*Entries*:
# # # # #

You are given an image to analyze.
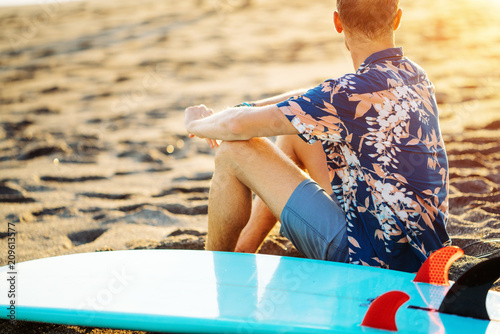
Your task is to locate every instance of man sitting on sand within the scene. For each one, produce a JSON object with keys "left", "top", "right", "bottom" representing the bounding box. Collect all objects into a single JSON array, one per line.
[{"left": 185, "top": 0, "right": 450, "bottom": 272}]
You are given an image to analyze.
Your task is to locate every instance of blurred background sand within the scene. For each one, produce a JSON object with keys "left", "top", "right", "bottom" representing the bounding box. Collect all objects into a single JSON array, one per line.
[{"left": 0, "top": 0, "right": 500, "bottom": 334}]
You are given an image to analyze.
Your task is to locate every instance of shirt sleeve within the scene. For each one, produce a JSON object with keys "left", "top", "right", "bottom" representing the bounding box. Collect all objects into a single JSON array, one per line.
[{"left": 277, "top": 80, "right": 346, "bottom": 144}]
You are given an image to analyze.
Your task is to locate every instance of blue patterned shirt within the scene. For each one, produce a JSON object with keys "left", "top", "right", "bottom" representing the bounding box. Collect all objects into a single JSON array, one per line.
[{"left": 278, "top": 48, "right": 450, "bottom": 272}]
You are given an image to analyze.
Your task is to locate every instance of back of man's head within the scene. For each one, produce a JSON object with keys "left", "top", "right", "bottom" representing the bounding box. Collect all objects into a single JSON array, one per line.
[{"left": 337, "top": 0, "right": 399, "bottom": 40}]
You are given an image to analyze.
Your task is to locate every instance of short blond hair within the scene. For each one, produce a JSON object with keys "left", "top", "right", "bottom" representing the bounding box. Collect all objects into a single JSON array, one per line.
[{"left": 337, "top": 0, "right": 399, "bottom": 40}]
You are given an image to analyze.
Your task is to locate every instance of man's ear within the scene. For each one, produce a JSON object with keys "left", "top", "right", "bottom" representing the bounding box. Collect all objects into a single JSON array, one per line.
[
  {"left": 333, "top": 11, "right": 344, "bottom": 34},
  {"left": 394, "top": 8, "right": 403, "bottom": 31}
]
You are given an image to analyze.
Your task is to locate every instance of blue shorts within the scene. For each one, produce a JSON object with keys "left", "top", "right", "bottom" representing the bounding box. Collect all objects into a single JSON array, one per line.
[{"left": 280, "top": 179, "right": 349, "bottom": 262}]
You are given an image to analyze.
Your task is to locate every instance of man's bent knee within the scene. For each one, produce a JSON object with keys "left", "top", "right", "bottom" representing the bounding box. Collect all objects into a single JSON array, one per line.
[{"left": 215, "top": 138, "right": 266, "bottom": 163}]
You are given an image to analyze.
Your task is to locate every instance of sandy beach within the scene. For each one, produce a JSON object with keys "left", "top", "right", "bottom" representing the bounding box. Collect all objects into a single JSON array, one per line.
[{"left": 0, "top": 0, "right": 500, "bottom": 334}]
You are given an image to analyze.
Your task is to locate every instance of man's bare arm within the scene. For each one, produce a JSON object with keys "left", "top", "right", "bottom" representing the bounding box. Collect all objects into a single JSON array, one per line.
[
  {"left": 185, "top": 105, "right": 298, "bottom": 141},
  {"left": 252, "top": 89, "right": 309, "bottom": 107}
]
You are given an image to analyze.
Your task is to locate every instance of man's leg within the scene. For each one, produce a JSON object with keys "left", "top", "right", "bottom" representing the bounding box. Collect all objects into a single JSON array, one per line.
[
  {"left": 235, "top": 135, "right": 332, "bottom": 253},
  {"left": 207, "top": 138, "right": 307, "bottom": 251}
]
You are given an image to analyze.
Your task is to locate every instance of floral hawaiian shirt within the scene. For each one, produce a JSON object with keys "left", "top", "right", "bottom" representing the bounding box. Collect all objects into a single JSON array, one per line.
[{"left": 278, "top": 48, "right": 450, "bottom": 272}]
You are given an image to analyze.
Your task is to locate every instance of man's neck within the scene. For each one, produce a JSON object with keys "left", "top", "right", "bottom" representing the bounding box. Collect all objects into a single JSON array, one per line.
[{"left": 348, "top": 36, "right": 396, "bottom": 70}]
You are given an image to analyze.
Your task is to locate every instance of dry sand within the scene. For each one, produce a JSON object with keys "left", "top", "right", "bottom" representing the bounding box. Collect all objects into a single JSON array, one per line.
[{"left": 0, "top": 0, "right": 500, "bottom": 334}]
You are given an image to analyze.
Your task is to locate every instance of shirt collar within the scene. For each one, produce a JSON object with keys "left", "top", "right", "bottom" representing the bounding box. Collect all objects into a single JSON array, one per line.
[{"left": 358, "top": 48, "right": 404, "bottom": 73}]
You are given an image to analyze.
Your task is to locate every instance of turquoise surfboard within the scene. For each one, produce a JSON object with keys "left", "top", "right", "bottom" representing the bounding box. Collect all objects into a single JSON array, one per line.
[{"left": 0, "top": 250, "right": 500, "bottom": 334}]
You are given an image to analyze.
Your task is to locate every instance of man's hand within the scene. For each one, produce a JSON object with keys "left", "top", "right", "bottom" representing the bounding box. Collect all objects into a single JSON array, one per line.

# # # # #

*Stated task*: Find every line in the rows above that contains the word "shirt", and copy each of those lines in full.

*Task output*:
Your task is to locate every instance of shirt sleeve within the scene. For each one, produce a JSON object with keys "left", "top", "right", "bottom" representing the bounding box. Collect all objects into a single JSON array, one per line.
Your task is to locate every instance of blue patterned shirt within the scene. For each one, produce a JSON object with keys "left", "top", "right", "bottom" representing the bounding box. Collect all objects into a single JSON array, one per line.
Your task is to locate every instance of floral hawaiian shirt within the scene. For each one, produce a JSON object with keys "left", "top", "right", "bottom" representing the bounding box. Collect all objects into a single JSON array, one per line.
Your task is to locate every instance of shirt collar within the scene. For each one, produce a JSON object with keys "left", "top", "right", "bottom" representing the bounding box. Collect all objects into a single JSON array, one per line.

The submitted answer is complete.